◆ What is expected
Output exactly the lines between the line that contains "Objective — one point per instance of the window" and the last line of the material, counting both.

Part of a data file:
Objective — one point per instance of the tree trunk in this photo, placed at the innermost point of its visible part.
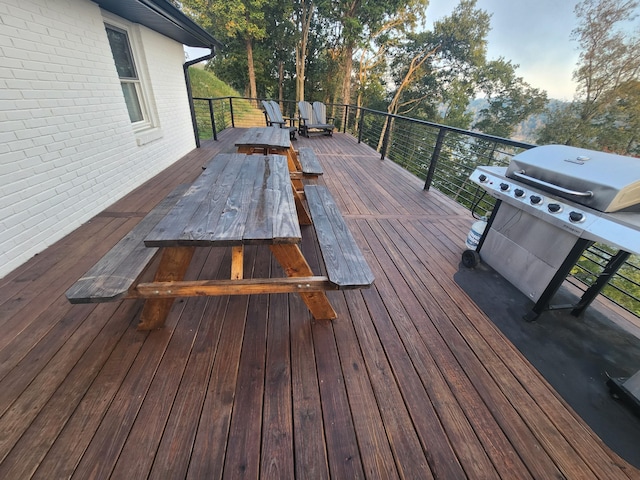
(346, 82)
(304, 24)
(281, 82)
(252, 72)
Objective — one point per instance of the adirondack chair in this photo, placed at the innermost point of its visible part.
(274, 118)
(307, 121)
(319, 111)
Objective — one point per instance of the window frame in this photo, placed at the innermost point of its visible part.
(141, 85)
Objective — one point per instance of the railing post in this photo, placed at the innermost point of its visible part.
(233, 123)
(434, 158)
(360, 124)
(213, 119)
(385, 138)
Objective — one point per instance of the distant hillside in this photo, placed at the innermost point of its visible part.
(525, 131)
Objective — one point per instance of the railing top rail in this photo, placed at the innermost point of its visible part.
(470, 133)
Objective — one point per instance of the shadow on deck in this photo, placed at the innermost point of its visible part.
(412, 380)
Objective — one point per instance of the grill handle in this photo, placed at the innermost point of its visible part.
(556, 188)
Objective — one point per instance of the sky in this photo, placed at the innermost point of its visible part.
(532, 34)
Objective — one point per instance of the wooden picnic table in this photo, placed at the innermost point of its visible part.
(272, 140)
(269, 140)
(238, 200)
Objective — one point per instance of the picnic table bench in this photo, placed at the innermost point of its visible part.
(113, 277)
(238, 200)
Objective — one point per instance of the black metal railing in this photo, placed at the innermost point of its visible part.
(442, 156)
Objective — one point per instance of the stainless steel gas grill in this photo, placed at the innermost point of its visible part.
(553, 202)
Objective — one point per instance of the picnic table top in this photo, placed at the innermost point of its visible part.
(271, 137)
(238, 199)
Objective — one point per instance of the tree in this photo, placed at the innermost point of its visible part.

◆ Result of this task
Objective — one point per instance of the window frame in this photo, placed at the innermost point of its visible part.
(141, 85)
Objective — one point per instance of the railing post in this photo, placed at the innermost point of its visible part.
(233, 123)
(434, 158)
(360, 124)
(213, 119)
(385, 138)
Objective — one point per instance of the distant hillside in this photo, placed at the innermost point of its visible part.
(525, 131)
Objective — one point per instance of the railing top rail in this photo, placed at the innermost point of its visible part.
(470, 133)
Objective — one point per instance of the shadow on deck in this photo, placed at the innermost point of its visible part.
(412, 380)
Objective — one point per instance of the grill handle in this photo, placed at the innermost point of its visible part.
(556, 188)
Objective — one point per instance of the sky in this photo, placed at the innermost point of its visible part.
(532, 34)
Objective — one point per instance of the wooden picnic table in this photo, placed at the innermost point of its visible part.
(272, 140)
(269, 140)
(238, 200)
Objective — one point per instance of the picnic table bench in this photo, placed at the innermost point of its visible part.
(113, 277)
(238, 200)
Objective — one point per instance of the black metal railing in this photo, placed at the innermost point of its visible part.
(442, 156)
Objective — one point per instance of the stainless steel gas grill in this photo, placed at the innermost point of its visible part.
(553, 202)
Objective — one point per instance of the picnic table top in this photo, placed at the innermost point of its visible part.
(271, 137)
(238, 199)
Objective — one point per instance of the tree in this photo, placed at the innermost point of its visible part.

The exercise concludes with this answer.